# Given exercise
Put into a numbered list, with blank lines omitted, every row from the one containing "Reviewer note: confirm each instance of the front" down to the one containing "pixel 608 184", both of those included, and no other rows.

** Start of Provided records **

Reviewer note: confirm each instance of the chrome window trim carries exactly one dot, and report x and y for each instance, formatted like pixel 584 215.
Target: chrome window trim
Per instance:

** End of Provided records **
** Start of Provided records **

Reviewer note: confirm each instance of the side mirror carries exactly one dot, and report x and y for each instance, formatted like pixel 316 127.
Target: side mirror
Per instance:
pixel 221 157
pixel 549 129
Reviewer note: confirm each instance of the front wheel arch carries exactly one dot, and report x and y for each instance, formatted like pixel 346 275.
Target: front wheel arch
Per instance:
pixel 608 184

** End of Provided records **
** Start of Provided records **

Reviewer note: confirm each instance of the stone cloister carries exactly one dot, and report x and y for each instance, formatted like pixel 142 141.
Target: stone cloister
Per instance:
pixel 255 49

** End of Provided records **

# Result of this exercise
1. Reviewer note: confirm each instance of the front wheel arch carries exactly one dot, and report x and y for each instance, formatted like pixel 346 275.
2. Target: front wheel arch
3. Per instance:
4. pixel 608 184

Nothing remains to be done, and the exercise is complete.